Collected data entries:

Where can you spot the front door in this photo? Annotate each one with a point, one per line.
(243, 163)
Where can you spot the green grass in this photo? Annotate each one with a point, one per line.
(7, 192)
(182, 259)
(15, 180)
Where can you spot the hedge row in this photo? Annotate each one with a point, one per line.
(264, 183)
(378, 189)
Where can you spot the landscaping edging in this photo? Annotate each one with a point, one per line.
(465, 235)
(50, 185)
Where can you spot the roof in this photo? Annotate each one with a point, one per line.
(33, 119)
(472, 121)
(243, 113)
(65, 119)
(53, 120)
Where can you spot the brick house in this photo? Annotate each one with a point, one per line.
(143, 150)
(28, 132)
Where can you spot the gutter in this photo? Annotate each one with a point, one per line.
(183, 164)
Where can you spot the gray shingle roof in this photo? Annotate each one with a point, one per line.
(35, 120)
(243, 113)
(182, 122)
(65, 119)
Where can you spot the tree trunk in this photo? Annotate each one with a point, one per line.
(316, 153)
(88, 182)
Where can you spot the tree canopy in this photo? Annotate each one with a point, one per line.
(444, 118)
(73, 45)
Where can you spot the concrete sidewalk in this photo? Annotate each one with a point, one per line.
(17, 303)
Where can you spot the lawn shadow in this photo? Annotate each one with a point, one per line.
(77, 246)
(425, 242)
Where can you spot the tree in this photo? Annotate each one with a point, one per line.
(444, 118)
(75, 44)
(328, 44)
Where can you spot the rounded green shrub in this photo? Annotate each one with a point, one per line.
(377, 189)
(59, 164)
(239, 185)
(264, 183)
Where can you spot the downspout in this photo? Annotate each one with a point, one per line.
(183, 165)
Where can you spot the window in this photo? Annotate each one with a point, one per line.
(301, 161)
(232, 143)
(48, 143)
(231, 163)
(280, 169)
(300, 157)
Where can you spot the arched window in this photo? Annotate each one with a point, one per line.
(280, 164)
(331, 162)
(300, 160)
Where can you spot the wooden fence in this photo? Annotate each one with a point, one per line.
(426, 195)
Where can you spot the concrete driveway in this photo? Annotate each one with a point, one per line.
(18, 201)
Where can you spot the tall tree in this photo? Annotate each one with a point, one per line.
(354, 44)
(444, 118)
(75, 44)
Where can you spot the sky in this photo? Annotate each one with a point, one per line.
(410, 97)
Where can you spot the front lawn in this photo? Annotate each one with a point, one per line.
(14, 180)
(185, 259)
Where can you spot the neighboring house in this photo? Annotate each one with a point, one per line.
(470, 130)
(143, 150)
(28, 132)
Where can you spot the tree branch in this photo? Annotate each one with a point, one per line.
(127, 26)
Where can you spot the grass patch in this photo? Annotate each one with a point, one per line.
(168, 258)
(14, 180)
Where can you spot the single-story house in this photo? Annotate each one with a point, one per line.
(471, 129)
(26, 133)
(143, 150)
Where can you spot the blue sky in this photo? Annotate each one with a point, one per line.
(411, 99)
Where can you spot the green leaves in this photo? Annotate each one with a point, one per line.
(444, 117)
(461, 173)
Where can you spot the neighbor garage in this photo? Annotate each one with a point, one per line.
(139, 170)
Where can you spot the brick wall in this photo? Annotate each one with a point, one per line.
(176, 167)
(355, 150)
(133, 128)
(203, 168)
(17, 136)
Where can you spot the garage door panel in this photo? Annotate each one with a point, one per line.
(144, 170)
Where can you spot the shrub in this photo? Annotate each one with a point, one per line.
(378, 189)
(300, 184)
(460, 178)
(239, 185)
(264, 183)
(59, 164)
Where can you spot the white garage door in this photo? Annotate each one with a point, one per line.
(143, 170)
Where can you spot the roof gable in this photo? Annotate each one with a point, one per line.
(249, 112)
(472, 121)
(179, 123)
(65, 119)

Written request: Starting at the line containing "Where can you spot the sky" and ending with the last line of the listing above, rewrite those lines in full, requests included. Rescale every point coordinate by 1.85 and round each to a whole number, with halves rounded up.

Answer to this problem:
Where can you spot the sky in this photo? Annotate each one with a point, one per line.
(759, 179)
Where can you spot the front lawn in this photo? Annotate each one with a point, one per line.
(26, 333)
(342, 479)
Where can you spot the neighboring house in this photo? Annotate each one with a point, one per line.
(870, 241)
(265, 278)
(52, 244)
Where can you spot the tree branch in this photo? Annotate each one with a point, one per line.
(235, 48)
Where can you spot the grass patch in this photo? Annotate each one with a point, one per line.
(311, 477)
(26, 333)
Where can you spot the single-story house in this photo? Annotate each one with a point, one per line.
(871, 239)
(48, 246)
(265, 278)
Where can you spot the blue sky in this photo? Annotate each one with a point, one per line.
(760, 183)
Where can you spot the green leaves in this photo? Annotate each one with a point, one per line.
(821, 216)
(853, 320)
Where can you spot the neighbor garage in this photo? Annotate each one with a point, one per line.
(257, 315)
Where can you spot the brick wall in this photo? Annotate each one with a point, one per line.
(326, 309)
(657, 278)
(246, 237)
(376, 311)
(31, 252)
Where can you spot the garage door panel in this photo? Annotate each one with a point, one per line.
(266, 315)
Where can you spot the shrub in this photo? Annotate each one with a point, one per line.
(699, 350)
(555, 340)
(851, 329)
(442, 342)
(488, 339)
(109, 303)
Where can you spot the white garage door in this photo? Annotate each one with a point, one per line.
(265, 315)
Where can you spot the roof gable in this photo? Annotate each one with a point, one per line.
(461, 207)
(873, 224)
(331, 228)
(120, 220)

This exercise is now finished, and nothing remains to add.